## begin

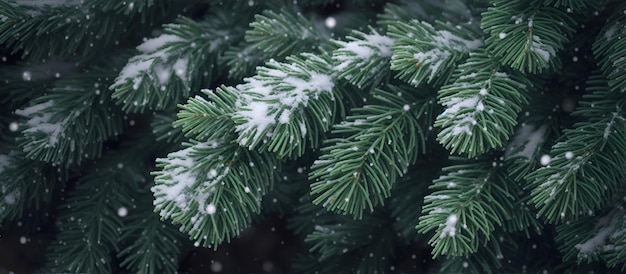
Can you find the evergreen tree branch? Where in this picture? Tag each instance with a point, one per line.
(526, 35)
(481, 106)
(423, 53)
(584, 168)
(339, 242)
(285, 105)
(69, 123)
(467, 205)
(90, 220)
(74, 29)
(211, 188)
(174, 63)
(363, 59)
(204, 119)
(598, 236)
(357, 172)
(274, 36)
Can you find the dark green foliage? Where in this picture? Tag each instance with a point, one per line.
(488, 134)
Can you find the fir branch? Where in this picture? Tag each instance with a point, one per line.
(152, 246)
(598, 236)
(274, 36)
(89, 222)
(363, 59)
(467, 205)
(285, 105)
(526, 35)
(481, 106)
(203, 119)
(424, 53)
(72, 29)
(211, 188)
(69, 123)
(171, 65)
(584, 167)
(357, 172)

## end
## begin

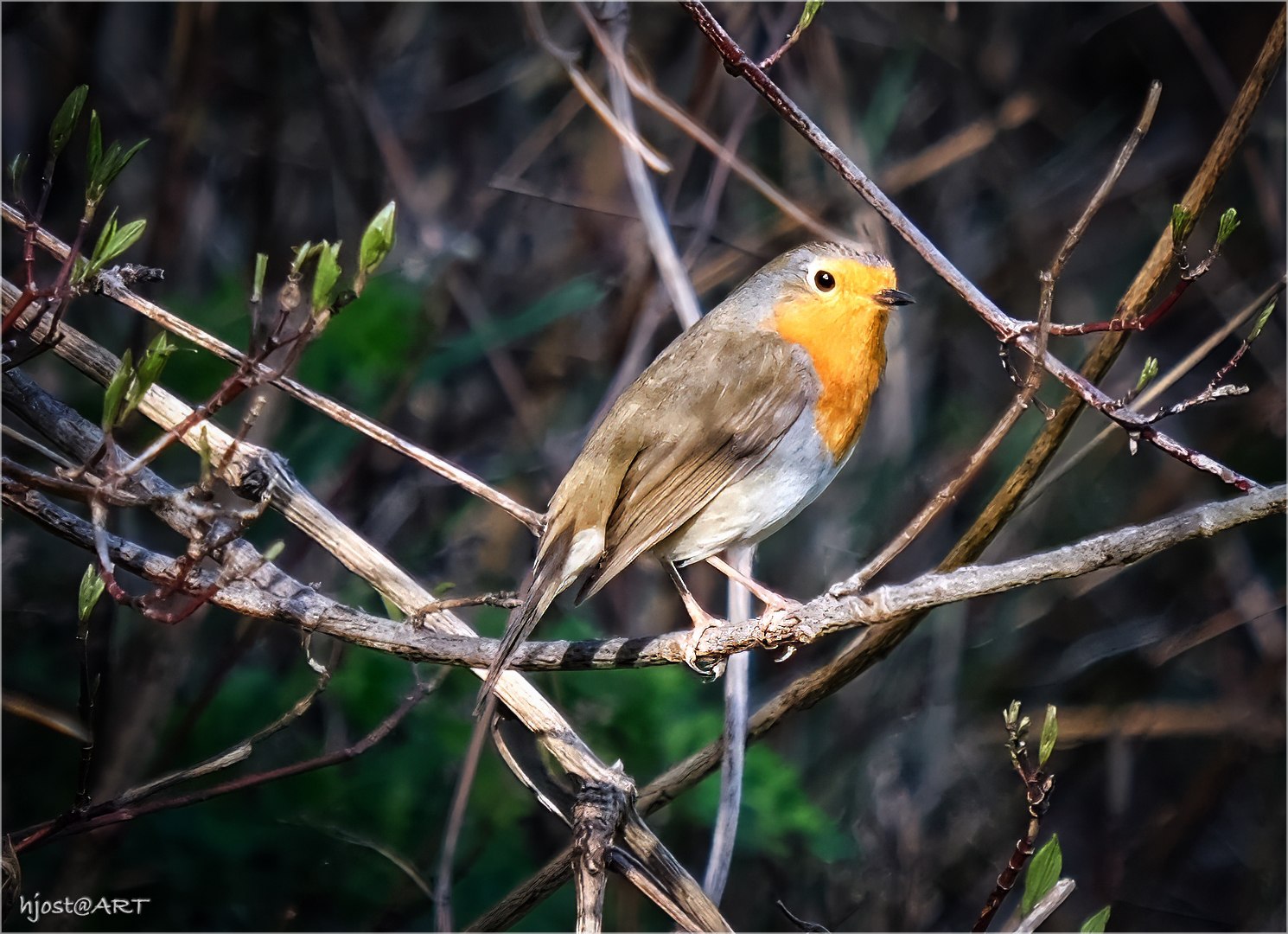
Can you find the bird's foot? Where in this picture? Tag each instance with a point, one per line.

## end

> _Instructions to follow_: Report how many of the lines above contain the word "branch", and give only the number.

> _Worked solution_: 2